◆ Fragmento citado:
++++++++++

En el primer año de la era COVID, España rebajó súbita y abruptamente la cifra de muertos asociados a la pandemia. Se trataba de perder la triste condición de país del mundo con mayor mortalidad, rebajando a 54.000 las cifras oficiales de 2020. La realidad del exceso de fallecimientos esperados disparaba esa cantidad en decenas de miles de defunciones adicionales, con el retraso obligatorio y encubridor de los resultados oficiales.

La desfachatez no cursó sin consecuencias reputacionales. Tim Harford, gurú mundial de la difusión de datos numéricos, rebajó en el “Financial Times” los recuentos españoles de víctimas mortales al nivel de datos basura. Volvía a confirmarse la calificación del país con las estadísticas menos fiables de la Unión Europea. Es solo un ejemplo próximo del funcionamiento en la gestión del COVID de Estados que deciden sobre el confinamiento ajeno.

Es posible que la subsanación de los errores cometidos no hubiera evitado la muy delicada situación epidemiológica del planeta. Por acabar con un tono positivo, se habla de un coronavirus extinguido espontáneamente como un animal fabuloso en Japón, donde no se pueden acordar restricciones forzosas.

++++++++++

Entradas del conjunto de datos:

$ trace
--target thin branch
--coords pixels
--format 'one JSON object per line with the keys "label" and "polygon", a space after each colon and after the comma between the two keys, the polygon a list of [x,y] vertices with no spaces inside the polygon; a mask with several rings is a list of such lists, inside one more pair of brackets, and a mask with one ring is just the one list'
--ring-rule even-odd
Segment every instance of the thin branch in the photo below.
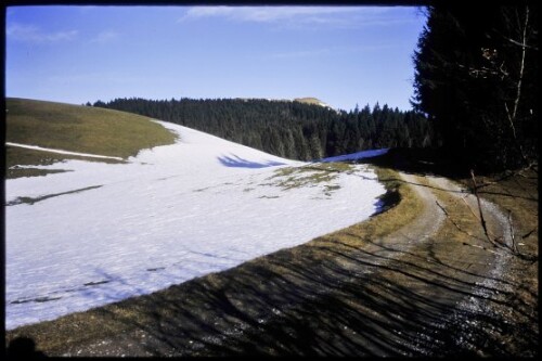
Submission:
{"label": "thin branch", "polygon": [[508,225],[509,225],[509,234],[512,237],[512,249],[515,254],[519,254],[516,244],[516,236],[514,235],[514,224],[512,223],[512,210],[508,209]]}

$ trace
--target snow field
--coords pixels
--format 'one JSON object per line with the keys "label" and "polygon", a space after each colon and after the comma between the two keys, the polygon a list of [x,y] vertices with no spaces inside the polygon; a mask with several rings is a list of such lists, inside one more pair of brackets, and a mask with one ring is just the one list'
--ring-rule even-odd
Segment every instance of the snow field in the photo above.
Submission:
{"label": "snow field", "polygon": [[7,203],[81,190],[5,207],[8,330],[306,243],[366,219],[385,192],[362,165],[285,190],[276,170],[308,164],[159,124],[178,142],[128,164],[69,160],[42,166],[68,172],[7,180]]}

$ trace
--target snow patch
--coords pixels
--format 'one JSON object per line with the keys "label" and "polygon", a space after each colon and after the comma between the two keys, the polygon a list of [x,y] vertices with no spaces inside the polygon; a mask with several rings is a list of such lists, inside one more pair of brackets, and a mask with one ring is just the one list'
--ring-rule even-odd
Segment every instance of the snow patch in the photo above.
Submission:
{"label": "snow patch", "polygon": [[63,151],[63,150],[53,150],[50,147],[43,147],[43,146],[38,146],[38,145],[27,145],[27,144],[13,143],[13,142],[5,142],[5,145],[24,147],[24,149],[34,150],[34,151],[49,152],[49,153],[78,155],[81,157],[89,157],[89,158],[104,158],[104,159],[122,160],[122,158],[120,158],[120,157],[112,157],[112,156],[90,154],[90,153],[68,152],[68,151]]}
{"label": "snow patch", "polygon": [[41,166],[69,172],[5,181],[8,203],[41,199],[4,208],[7,330],[306,243],[369,218],[385,193],[364,165],[286,190],[276,170],[306,163],[158,123],[180,136],[175,144],[124,164],[73,159]]}

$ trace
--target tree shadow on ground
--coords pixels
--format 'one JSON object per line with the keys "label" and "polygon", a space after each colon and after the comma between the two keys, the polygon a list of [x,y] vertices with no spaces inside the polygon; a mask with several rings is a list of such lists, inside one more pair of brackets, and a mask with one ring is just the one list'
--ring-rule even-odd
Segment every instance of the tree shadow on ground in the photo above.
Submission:
{"label": "tree shadow on ground", "polygon": [[28,337],[17,337],[10,341],[5,349],[8,360],[44,359],[46,354],[36,349],[36,343]]}
{"label": "tree shadow on ground", "polygon": [[[139,347],[153,356],[538,352],[533,305],[507,293],[509,281],[482,284],[483,272],[454,265],[453,257],[402,259],[408,252],[377,243],[337,246],[322,237],[302,249],[281,250],[99,313],[131,330],[122,337],[145,335]],[[462,300],[470,307],[452,306]],[[480,308],[482,302],[520,318],[511,323]],[[129,312],[119,309],[141,314],[125,317]]]}
{"label": "tree shadow on ground", "polygon": [[274,167],[274,166],[284,165],[284,163],[273,162],[273,160],[268,160],[266,163],[251,162],[251,160],[243,159],[237,155],[220,156],[220,157],[218,157],[218,160],[223,166],[233,167],[233,168],[267,168],[267,167]]}

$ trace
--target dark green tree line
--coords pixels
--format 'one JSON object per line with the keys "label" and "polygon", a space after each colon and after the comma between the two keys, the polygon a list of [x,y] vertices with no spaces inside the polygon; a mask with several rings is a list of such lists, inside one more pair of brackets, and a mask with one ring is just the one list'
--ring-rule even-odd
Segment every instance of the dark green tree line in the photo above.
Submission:
{"label": "dark green tree line", "polygon": [[538,7],[433,7],[414,54],[413,105],[448,154],[487,170],[538,157]]}
{"label": "dark green tree line", "polygon": [[393,146],[430,146],[421,113],[387,105],[334,111],[301,102],[242,99],[115,99],[101,106],[194,128],[282,157],[301,160]]}

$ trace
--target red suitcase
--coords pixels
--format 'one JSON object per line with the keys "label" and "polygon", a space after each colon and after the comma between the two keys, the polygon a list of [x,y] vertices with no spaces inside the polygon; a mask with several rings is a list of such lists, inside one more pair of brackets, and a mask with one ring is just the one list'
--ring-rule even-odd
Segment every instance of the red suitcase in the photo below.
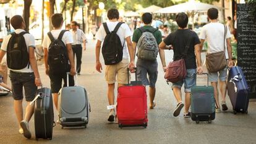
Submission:
{"label": "red suitcase", "polygon": [[[148,125],[146,88],[137,85],[135,70],[135,84],[131,82],[128,86],[118,88],[116,111],[119,127],[121,129],[137,126],[146,128]],[[127,71],[129,76],[129,69]]]}

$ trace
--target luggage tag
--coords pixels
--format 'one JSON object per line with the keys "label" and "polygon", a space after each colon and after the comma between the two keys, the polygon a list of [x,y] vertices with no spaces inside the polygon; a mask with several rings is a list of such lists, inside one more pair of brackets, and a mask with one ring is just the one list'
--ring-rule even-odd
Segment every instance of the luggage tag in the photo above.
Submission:
{"label": "luggage tag", "polygon": [[116,105],[108,105],[107,106],[107,109],[108,110],[111,110],[111,109],[115,109],[116,108]]}
{"label": "luggage tag", "polygon": [[36,95],[36,97],[35,97],[35,98],[32,100],[32,102],[31,102],[30,103],[29,103],[29,105],[33,105],[33,103],[34,103],[34,102],[37,100],[37,98],[38,98],[38,97],[40,97],[41,96],[40,96],[40,94],[38,94],[37,95]]}

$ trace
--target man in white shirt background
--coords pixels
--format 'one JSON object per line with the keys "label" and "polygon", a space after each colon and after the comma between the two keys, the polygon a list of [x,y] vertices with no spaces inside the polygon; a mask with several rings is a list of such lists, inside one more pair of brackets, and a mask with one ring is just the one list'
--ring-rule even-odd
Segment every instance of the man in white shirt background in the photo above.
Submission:
{"label": "man in white shirt background", "polygon": [[84,50],[86,50],[86,37],[83,31],[78,28],[78,23],[75,21],[71,22],[71,30],[74,43],[72,44],[74,55],[77,58],[77,74],[80,75],[82,64],[82,54],[83,44]]}

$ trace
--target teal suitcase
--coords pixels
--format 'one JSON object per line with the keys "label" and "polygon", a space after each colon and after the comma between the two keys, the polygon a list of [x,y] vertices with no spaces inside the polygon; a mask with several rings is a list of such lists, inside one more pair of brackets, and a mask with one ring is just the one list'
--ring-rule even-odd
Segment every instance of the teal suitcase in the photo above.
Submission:
{"label": "teal suitcase", "polygon": [[211,123],[215,118],[215,99],[213,87],[208,85],[208,73],[207,86],[194,86],[191,89],[191,118],[197,124],[200,121]]}

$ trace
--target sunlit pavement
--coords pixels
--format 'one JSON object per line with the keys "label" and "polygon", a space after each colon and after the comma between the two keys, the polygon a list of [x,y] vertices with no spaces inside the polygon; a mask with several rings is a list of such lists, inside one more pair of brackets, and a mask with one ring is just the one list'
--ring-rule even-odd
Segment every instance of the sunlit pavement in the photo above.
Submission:
{"label": "sunlit pavement", "polygon": [[[176,102],[170,85],[163,78],[159,57],[156,106],[148,111],[148,127],[120,129],[116,124],[108,124],[107,85],[104,71],[99,73],[95,68],[95,41],[88,40],[87,50],[83,54],[81,75],[79,76],[79,84],[86,87],[92,106],[87,128],[61,129],[57,124],[54,127],[52,140],[36,141],[32,117],[30,122],[32,138],[27,140],[19,134],[12,98],[11,95],[1,97],[1,143],[256,143],[255,102],[250,102],[248,114],[234,115],[227,97],[229,111],[217,113],[211,124],[196,124],[190,118],[184,118],[183,111],[178,117],[173,117]],[[166,51],[167,63],[172,59],[172,55],[171,50]],[[103,61],[101,62],[103,64]],[[49,87],[49,79],[45,74],[44,68],[44,65],[39,66],[41,78],[44,86]],[[197,80],[198,84],[206,84],[205,76],[198,77]],[[184,97],[184,93],[182,95]],[[57,113],[56,110],[54,112],[56,119]]]}

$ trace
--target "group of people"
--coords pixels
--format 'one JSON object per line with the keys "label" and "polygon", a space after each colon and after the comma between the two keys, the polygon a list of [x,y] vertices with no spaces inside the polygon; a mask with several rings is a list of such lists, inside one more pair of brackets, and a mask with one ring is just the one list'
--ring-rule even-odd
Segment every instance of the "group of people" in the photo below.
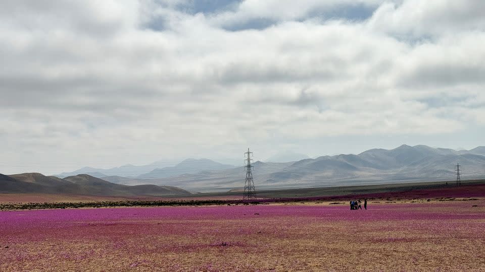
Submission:
{"label": "group of people", "polygon": [[[362,203],[360,201],[360,199],[358,200],[351,200],[350,201],[350,209],[351,210],[359,210],[359,209],[362,210],[362,206],[361,205]],[[364,199],[364,209],[365,210],[367,209],[367,199],[365,198]]]}

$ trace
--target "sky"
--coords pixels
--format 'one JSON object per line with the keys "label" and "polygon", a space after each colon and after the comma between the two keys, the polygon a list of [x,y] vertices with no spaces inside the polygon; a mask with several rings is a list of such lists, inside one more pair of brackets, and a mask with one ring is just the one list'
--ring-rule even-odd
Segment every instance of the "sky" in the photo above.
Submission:
{"label": "sky", "polygon": [[485,145],[485,1],[6,1],[0,173]]}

++++++++++

◆ Tareas propuestas:
1. Indica si cada afirmación concuerda con el fragmento sobre la mortalidad por COVID en España, respondiendo sí o no y citando literalmente las palabras que lo deciden: (a) las cifras oficiales de 2020 se rebajaron a 54.000 muertos; (b) Tim Harford publicó su crítica en "The Guardian"; (c) en Japón se acordaron restricciones forzosas.
2. Reproduce sin cambios el pasaje del fragmento sobre la mortalidad por COVID en España que empieza en las palabras "La desfachatez no" y termina tras "acordar restricciones forzosas.".

◆ Soluciones:
1.
(a) Sí: "rebajando a 54.000 las cifras oficiales de 2020".
(b) No: "rebajó en el “Financial Times” los recuentos españoles de víctimas mortales".
(c) No: "donde no se pueden acordar restricciones forzosas".

2.
La desfachatez no cursó sin consecuencias reputacionales. Tim Harford, gurú mundial de la difusión de datos numéricos, rebajó en el “Financial Times” los recuentos españoles de víctimas mortales al nivel de datos basura. Volvía a confirmarse la calificación del país con las estadísticas menos fiables de la Unión Europea. Es solo un ejemplo próximo del funcionamiento en la gestión del COVID de Estados que deciden sobre el confinamiento ajeno.

Es posible que la subsanación de los errores cometidos no hubiera evitado la muy delicada situación epidemiológica del planeta. Por acabar con un tono positivo, se habla de un coronavirus extinguido espontáneamente como un animal fabuloso en Japón, donde no se pueden acordar restricciones forzosas.